[start DOCUMENT SECTION]

1956 Icelandic parliamentary election
| 24 June 1956 |
- All 35 seats in the Lower House and 17 seats in the Upper House of Althing
- Turnout: 92.07%
- This lists parties that won seats. See the complete results below.
| Party |  | Leader | Vote % | Seats | +/– |
Upper House
|  | Independence | Ólafur Thors | 42.37 | 6 | −1 |
|  | People's Alliance | Hannibal Valdimarsson | 19.18 | 3 | New |
|  | Social Democratic | Haraldur Guðmundsson | 18.33 | 2 | 0 |
|  | Progressive | Hermann Jónasson | 15.63 | 6 | 0 |
Lower House
|  | Independence | Ólafur Thors | 42.37 | 13 | −1 |
|  | People's Alliance | Hannibal Valdimarsson | 19.18 | 5 | New |
|  | Social Democratic | Haraldur Guðmundsson | 18.33 | 6 | +2 |
|  | Progressive | Hermann Jónasson | 15.63 | 11 | +1 |
| Prime Minister before | Prime Minister after |
| Ólafur Thors Independence | Hermann Jónasson Progressive |

= 1956 Icelandic parliamentary election =

Parliamentary elections were held in Iceland on 24 June 1956. The Independence Party remained the largest party in the Lower House of the Althing, winning 13 of the 35 seats.

[end DOCUMENT SECTION]
[start EXERCISE INPUTS]

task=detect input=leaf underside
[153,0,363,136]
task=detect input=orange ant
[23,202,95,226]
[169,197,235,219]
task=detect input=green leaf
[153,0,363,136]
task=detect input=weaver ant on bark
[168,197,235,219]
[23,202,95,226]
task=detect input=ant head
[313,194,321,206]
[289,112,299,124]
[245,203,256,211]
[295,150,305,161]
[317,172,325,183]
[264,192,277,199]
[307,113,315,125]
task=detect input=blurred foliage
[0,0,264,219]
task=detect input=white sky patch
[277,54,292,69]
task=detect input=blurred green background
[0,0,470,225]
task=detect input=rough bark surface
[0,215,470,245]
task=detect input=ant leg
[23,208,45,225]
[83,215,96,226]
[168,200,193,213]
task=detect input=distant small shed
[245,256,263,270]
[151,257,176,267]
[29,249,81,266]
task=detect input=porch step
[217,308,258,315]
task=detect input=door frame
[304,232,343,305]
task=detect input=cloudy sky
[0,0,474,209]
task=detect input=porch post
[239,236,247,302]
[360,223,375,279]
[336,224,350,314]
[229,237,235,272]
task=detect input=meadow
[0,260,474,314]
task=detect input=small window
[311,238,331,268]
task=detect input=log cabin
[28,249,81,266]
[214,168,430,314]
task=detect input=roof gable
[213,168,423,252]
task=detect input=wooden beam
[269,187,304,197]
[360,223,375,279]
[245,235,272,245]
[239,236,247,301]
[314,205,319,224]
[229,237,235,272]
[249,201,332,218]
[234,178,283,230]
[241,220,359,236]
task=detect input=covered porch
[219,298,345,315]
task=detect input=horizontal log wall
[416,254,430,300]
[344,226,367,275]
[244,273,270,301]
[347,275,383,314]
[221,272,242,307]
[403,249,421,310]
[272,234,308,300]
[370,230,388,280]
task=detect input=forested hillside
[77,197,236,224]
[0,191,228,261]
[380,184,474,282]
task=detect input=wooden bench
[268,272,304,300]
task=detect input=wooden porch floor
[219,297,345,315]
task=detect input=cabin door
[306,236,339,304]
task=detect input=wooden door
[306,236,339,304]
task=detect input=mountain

[end EXERCISE INPUTS]

DIRECTIVE 1: Repeat the passage from the 1956 Icelandic election text between "Parliamentary elections were" and "the 35 seats.", inclusive.
DIRECTIVE 2: Take the entries between the lines holding "task=detect input=blurred green background" and "[217,308,258,315]", inclusive, and swap "shed" for "hut", leaving everything else unchanged. Return only those lines.

RESULT 1:
Parliamentary elections were held in Iceland on 24 June 1956. The Independence Party remained the largest party in the Lower House of the Althing, winning 13 of the 35 seats.

RESULT 2:
task=detect input=blurred green background
[0,0,470,225]
task=detect input=rough bark surface
[0,215,470,245]
task=detect input=ant leg
[23,208,45,225]
[83,215,96,226]
[168,200,193,213]
task=detect input=distant small hut
[245,256,263,270]
[151,257,176,267]
[29,249,81,266]
task=detect input=porch step
[217,308,258,315]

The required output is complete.